(Dataset entries)
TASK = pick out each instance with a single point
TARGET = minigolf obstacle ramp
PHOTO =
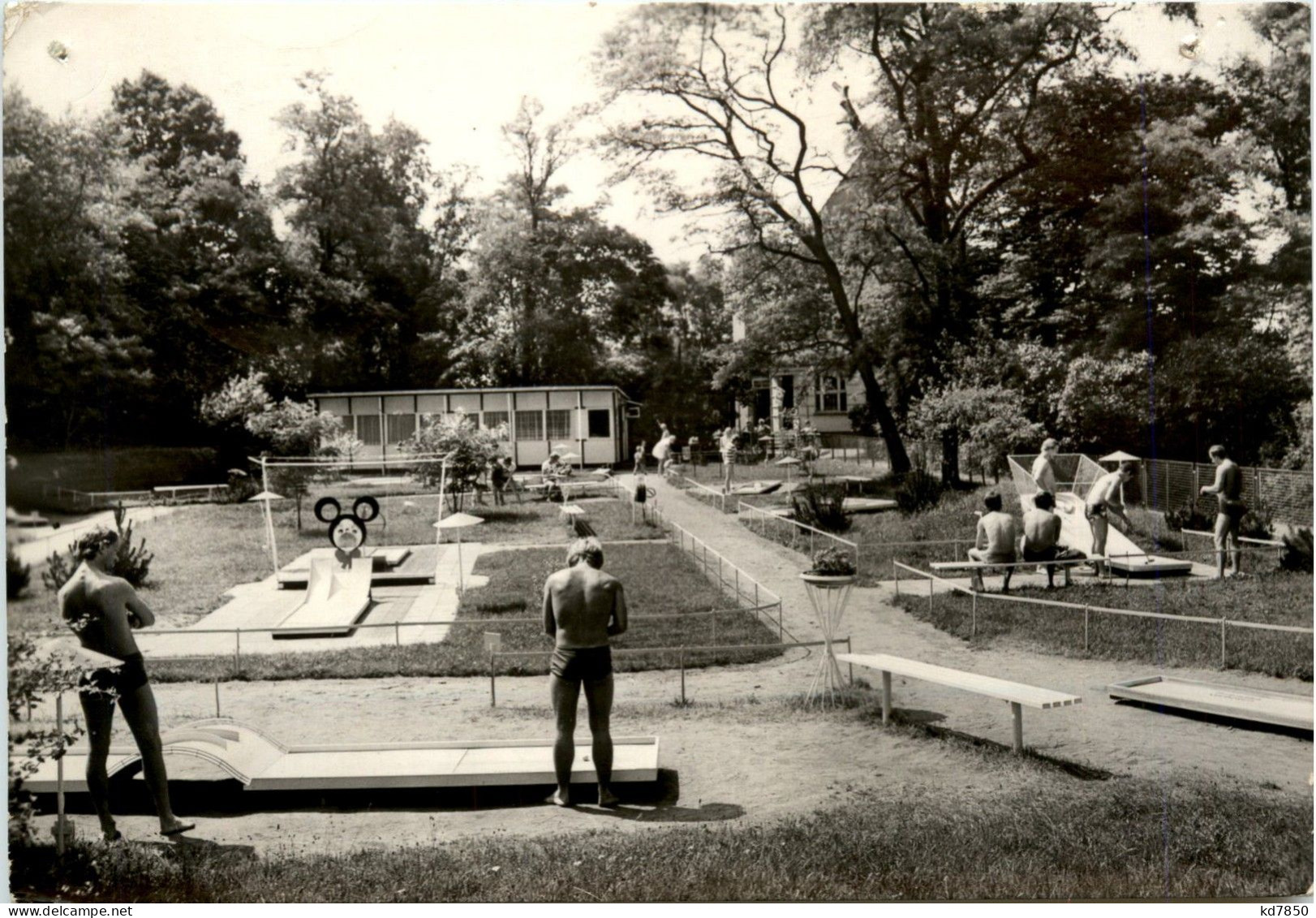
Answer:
(1121, 552)
(260, 763)
(336, 598)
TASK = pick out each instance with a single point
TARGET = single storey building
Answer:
(590, 420)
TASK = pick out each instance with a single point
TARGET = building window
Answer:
(494, 420)
(560, 425)
(368, 429)
(829, 394)
(600, 423)
(529, 425)
(400, 427)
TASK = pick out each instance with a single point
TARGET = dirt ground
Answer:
(740, 752)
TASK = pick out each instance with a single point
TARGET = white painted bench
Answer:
(1016, 693)
(977, 568)
(173, 492)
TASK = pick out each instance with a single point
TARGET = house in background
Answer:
(592, 420)
(793, 397)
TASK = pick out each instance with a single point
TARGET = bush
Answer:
(918, 492)
(832, 562)
(32, 680)
(17, 575)
(821, 506)
(133, 562)
(1297, 554)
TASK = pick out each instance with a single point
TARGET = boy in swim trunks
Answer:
(1228, 490)
(103, 610)
(1104, 498)
(582, 609)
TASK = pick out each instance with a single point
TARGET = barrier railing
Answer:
(751, 515)
(731, 577)
(703, 493)
(1086, 609)
(681, 651)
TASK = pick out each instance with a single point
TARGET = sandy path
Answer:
(736, 759)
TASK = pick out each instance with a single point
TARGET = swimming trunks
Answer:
(120, 680)
(586, 664)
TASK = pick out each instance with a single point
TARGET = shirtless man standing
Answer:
(1228, 490)
(1044, 472)
(1104, 498)
(582, 609)
(103, 610)
(996, 537)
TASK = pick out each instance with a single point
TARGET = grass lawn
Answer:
(1073, 839)
(1277, 598)
(203, 551)
(660, 580)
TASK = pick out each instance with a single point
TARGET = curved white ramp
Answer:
(262, 763)
(336, 598)
(1121, 552)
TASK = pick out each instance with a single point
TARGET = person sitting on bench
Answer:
(1043, 535)
(996, 537)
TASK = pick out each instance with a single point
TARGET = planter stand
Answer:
(829, 594)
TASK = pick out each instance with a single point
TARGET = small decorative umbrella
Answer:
(458, 522)
(789, 461)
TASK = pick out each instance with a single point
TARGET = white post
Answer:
(59, 778)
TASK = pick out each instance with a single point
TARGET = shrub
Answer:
(31, 680)
(918, 492)
(821, 506)
(17, 575)
(832, 562)
(133, 562)
(1297, 554)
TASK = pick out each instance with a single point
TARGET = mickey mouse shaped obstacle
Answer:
(346, 531)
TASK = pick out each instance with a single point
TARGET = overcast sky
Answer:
(454, 73)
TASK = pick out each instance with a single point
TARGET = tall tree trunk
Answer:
(950, 456)
(877, 399)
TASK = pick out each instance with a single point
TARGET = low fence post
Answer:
(683, 677)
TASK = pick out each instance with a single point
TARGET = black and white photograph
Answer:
(591, 452)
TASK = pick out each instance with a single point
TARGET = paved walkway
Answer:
(1098, 726)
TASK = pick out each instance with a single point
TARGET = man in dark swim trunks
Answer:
(103, 610)
(582, 609)
(1228, 490)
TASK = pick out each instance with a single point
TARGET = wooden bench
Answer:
(1016, 693)
(977, 568)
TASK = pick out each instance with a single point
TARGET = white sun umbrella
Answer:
(458, 522)
(789, 461)
(266, 497)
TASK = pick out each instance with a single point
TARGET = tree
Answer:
(70, 331)
(355, 203)
(204, 257)
(465, 452)
(987, 423)
(713, 84)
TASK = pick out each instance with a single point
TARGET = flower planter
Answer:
(828, 581)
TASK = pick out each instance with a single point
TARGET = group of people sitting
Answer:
(1000, 539)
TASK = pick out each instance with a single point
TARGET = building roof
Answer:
(473, 390)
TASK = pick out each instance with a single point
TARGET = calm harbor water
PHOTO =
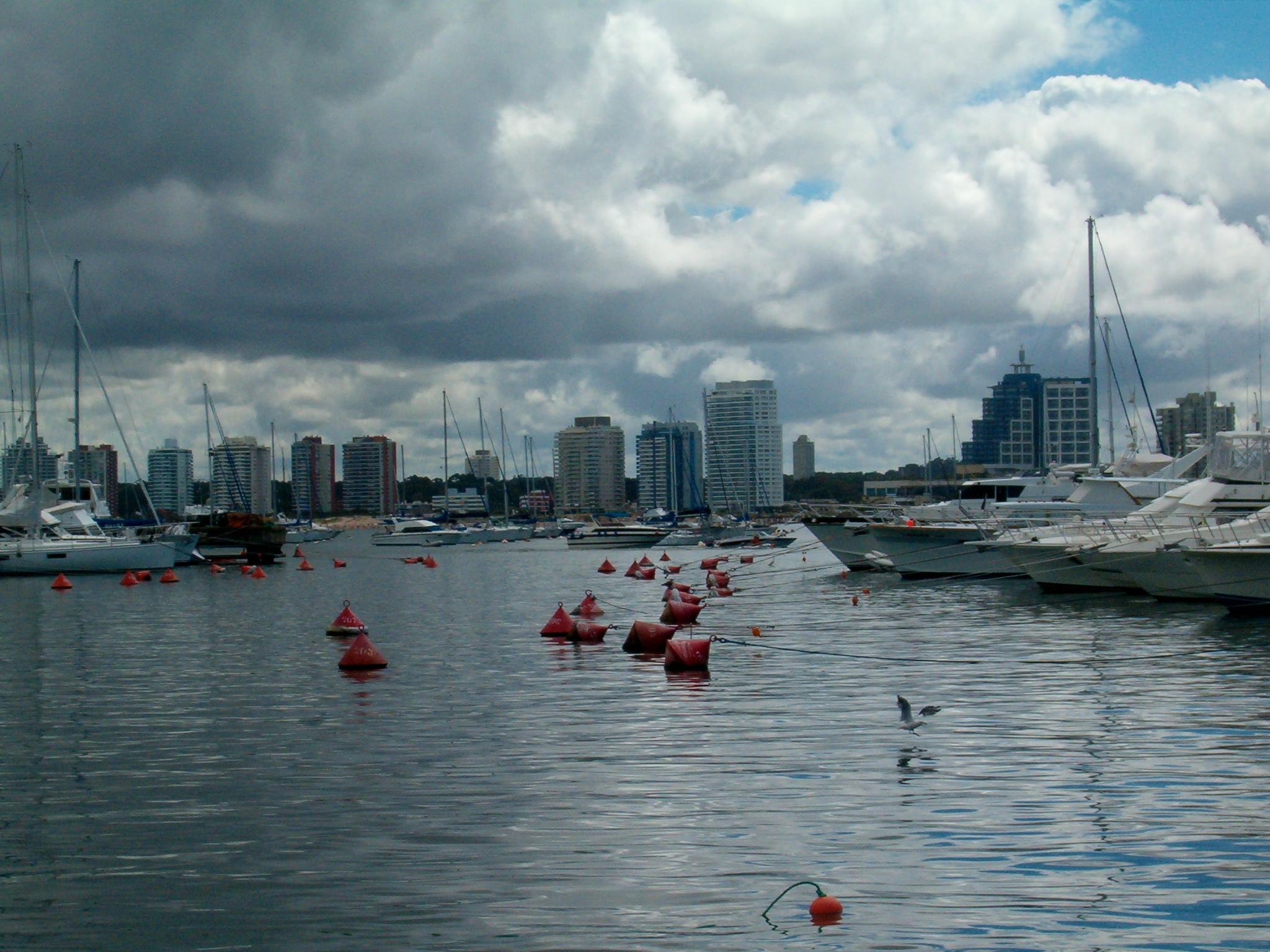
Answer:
(182, 767)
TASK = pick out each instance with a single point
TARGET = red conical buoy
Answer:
(586, 631)
(559, 622)
(648, 638)
(362, 654)
(346, 622)
(687, 654)
(680, 614)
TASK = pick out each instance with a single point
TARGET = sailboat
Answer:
(35, 539)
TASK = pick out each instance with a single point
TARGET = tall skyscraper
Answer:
(591, 465)
(1033, 421)
(102, 467)
(370, 475)
(171, 471)
(16, 464)
(804, 459)
(313, 477)
(241, 477)
(1194, 413)
(668, 465)
(745, 455)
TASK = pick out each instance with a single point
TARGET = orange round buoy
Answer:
(346, 622)
(559, 624)
(687, 654)
(362, 654)
(825, 910)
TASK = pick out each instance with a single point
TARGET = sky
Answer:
(331, 213)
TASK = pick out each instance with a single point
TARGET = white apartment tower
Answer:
(745, 455)
(590, 465)
(171, 471)
(241, 477)
(668, 466)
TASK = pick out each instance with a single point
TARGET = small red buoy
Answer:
(648, 638)
(680, 614)
(362, 655)
(687, 654)
(586, 631)
(559, 624)
(346, 622)
(825, 910)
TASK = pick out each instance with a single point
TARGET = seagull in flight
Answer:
(906, 714)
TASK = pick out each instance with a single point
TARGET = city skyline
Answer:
(607, 209)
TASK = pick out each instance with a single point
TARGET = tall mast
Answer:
(1094, 356)
(79, 456)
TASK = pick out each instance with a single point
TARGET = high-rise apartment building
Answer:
(484, 465)
(171, 474)
(370, 475)
(1033, 423)
(745, 454)
(16, 464)
(590, 465)
(313, 477)
(100, 466)
(668, 462)
(804, 459)
(242, 478)
(1194, 413)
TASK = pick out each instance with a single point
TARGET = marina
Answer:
(186, 767)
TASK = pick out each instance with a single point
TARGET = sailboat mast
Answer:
(79, 456)
(1094, 356)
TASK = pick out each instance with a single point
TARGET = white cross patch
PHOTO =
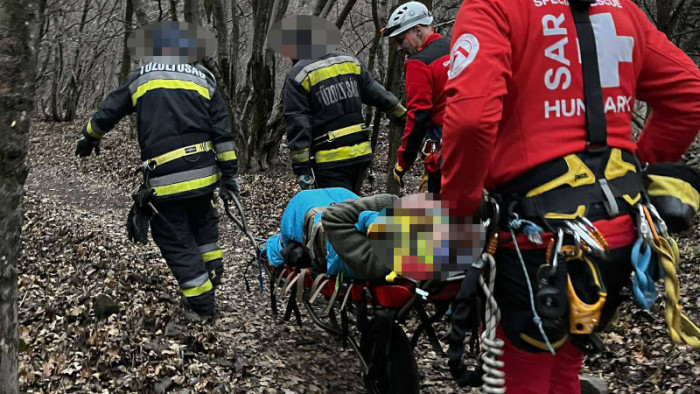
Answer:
(612, 49)
(463, 53)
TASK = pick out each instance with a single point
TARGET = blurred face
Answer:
(404, 42)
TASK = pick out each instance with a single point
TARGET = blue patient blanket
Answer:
(292, 226)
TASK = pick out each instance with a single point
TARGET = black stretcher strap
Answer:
(596, 124)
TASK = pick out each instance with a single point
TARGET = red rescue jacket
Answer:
(515, 91)
(426, 75)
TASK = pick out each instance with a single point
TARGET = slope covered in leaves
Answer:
(99, 314)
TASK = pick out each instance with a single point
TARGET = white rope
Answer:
(494, 377)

_Work task_
Find the lines above holding the word "apartment" and show them.

_Answer below_
TARGET = white apartment tower
TARGET = high-rise apartment building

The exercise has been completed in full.